_DATASET_
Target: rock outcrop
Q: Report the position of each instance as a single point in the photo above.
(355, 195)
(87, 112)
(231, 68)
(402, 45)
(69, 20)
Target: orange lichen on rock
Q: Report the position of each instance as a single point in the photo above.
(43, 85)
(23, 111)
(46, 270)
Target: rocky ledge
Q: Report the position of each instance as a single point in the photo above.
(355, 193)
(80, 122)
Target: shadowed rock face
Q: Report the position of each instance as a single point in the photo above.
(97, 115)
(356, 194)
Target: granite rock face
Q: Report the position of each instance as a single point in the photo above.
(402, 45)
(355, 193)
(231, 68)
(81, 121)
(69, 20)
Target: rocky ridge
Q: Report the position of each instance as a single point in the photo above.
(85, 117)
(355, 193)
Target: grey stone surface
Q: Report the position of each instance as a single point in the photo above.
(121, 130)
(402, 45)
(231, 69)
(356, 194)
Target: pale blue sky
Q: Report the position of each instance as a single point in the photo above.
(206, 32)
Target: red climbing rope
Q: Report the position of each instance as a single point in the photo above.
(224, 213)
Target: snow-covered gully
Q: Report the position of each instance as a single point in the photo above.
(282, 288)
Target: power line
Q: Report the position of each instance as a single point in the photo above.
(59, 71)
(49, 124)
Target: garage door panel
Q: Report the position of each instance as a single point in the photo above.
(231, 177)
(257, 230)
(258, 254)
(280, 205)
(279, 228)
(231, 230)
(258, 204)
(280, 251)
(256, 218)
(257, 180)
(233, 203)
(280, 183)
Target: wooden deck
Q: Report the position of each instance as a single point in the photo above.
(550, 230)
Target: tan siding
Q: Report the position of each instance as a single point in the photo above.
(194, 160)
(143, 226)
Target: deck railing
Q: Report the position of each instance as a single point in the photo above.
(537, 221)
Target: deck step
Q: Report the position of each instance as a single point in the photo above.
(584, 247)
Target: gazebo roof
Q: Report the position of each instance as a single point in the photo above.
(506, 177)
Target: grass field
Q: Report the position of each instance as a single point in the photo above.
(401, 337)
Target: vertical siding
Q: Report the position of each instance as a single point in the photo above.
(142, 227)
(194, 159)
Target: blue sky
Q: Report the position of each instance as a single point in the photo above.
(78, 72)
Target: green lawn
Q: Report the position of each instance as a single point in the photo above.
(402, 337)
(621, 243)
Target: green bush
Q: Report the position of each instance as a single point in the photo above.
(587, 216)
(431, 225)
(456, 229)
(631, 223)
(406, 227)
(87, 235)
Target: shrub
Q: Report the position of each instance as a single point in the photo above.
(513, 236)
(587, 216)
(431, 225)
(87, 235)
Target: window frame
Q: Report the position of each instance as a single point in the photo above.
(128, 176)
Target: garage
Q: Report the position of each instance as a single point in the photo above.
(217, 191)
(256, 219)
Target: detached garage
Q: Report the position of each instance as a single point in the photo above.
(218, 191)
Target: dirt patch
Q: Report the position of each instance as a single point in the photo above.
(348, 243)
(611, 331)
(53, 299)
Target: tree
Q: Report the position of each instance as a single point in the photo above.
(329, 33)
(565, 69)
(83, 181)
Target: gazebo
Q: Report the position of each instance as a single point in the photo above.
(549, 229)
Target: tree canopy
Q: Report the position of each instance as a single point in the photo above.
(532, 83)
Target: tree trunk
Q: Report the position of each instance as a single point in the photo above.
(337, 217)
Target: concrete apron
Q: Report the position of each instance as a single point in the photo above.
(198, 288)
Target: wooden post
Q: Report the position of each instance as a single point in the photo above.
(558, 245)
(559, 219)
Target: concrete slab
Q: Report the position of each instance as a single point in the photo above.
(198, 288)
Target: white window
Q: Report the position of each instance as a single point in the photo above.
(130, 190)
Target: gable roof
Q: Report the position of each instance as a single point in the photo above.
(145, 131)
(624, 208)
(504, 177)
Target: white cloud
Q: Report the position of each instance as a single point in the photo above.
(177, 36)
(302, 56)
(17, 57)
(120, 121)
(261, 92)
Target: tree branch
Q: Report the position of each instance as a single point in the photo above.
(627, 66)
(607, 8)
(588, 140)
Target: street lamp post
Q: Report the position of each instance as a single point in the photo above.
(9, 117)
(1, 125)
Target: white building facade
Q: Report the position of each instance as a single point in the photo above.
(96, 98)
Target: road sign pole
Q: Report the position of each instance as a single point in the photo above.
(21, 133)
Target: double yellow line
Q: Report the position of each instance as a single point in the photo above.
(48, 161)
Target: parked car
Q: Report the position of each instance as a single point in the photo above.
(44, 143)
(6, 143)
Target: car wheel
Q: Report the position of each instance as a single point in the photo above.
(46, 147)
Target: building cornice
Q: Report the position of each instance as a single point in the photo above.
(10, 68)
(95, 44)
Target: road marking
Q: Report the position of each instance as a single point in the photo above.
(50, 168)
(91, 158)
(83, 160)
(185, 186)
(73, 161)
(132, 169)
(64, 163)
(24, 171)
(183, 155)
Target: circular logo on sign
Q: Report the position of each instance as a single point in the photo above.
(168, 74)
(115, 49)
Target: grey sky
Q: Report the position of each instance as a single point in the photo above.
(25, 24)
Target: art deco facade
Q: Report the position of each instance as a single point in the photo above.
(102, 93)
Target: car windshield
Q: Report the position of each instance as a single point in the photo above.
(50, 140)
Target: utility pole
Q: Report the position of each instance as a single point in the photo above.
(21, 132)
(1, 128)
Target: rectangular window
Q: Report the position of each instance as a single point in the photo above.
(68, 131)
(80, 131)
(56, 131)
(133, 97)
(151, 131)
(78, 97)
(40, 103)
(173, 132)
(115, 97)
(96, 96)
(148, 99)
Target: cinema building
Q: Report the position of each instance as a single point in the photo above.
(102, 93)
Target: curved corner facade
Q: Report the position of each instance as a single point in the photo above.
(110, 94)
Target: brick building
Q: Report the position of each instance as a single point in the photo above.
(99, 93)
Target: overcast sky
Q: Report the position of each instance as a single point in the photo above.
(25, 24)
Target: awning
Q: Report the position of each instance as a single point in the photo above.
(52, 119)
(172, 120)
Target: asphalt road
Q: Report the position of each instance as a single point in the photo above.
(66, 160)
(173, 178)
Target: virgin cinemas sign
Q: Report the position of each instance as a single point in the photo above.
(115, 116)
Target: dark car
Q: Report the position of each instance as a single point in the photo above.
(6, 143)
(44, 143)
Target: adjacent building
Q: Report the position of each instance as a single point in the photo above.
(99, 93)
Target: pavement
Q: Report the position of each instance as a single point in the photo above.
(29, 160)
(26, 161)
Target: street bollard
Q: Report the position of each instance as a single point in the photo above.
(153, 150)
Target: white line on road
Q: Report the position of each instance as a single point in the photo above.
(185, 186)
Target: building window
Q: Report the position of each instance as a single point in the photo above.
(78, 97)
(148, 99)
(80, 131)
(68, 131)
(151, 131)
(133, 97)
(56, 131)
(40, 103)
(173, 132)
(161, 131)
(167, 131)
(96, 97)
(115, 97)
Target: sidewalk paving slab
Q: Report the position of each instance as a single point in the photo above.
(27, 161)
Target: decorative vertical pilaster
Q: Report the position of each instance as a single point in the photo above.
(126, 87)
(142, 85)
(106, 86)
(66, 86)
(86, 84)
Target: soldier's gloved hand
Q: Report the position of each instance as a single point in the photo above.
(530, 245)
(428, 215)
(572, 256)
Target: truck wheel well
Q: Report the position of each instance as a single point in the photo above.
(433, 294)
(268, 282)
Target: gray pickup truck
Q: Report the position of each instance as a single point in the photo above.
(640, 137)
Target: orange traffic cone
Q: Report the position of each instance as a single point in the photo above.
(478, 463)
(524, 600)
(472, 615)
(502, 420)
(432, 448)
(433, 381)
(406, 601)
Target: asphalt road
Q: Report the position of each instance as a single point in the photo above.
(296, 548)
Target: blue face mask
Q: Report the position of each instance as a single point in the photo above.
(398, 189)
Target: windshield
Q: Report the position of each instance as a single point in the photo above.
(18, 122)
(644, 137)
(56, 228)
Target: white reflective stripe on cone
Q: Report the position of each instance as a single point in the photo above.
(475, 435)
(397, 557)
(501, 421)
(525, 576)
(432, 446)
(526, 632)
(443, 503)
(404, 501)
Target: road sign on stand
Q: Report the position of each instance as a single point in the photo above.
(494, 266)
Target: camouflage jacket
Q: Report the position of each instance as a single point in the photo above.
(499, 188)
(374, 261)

_STATED GOAL_
Give everything from the line containing "Target: blue face mask" down to the end of the rows as a numbered list, with blank lines left out.

_ANSWER TO THIS EXERCISE_
1. Target: blue face mask
2. Q: Report the position of each instance as a single point in the photo above.
3. (398, 189)
4. Target: windshield
5. Q: Report the position of each instance as a single point in the photo above.
6. (18, 122)
7. (644, 137)
8. (56, 228)
9. Target: white reflective stripe on cone
10. Q: Report the position of each instance as a single point in the photo above.
11. (475, 435)
12. (397, 557)
13. (501, 421)
14. (525, 576)
15. (432, 446)
16. (526, 632)
17. (443, 503)
18. (404, 501)
19. Target: road sign on stand
20. Q: Report the position of each instance as a single point in the photo above.
21. (494, 266)
22. Target: camouflage jacket
23. Q: Report the position of each instance as a single point in the photo above.
24. (499, 188)
25. (374, 261)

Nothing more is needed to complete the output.